> _Given data_
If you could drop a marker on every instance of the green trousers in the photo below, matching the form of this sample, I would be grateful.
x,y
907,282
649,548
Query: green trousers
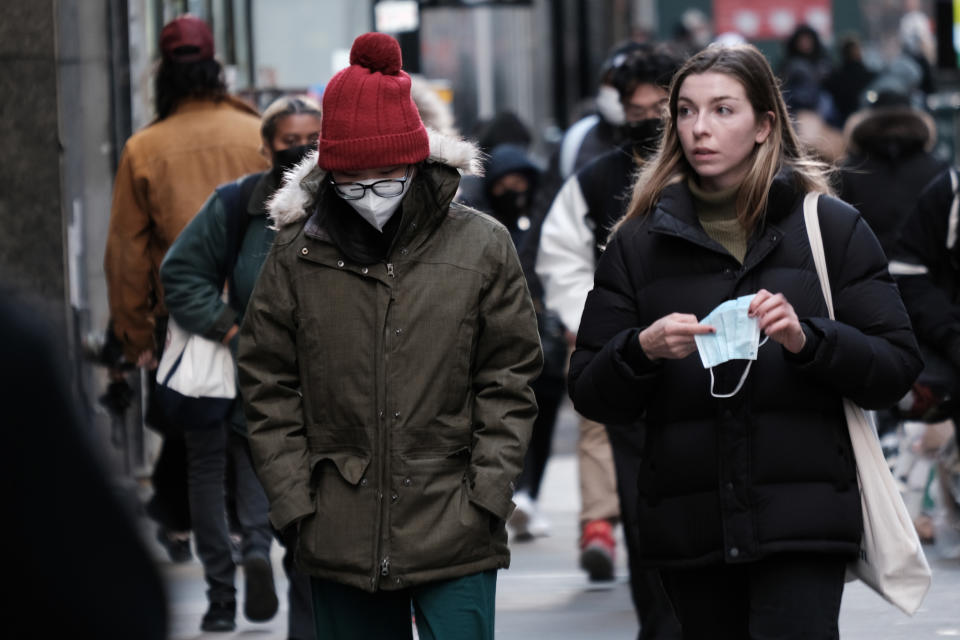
x,y
461,609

> _Challenge_
Rewrite the records above as a numbered list with one line per item. Leave out blank lines and omit the pictures.

> _Written solution_
1. If you could drop a marker on every instance of the green trousers in the photo below, matching the form of this sample, I would be grateful.
2. x,y
3. 907,282
4. 649,548
5. Query: green trousers
6. x,y
7. 461,609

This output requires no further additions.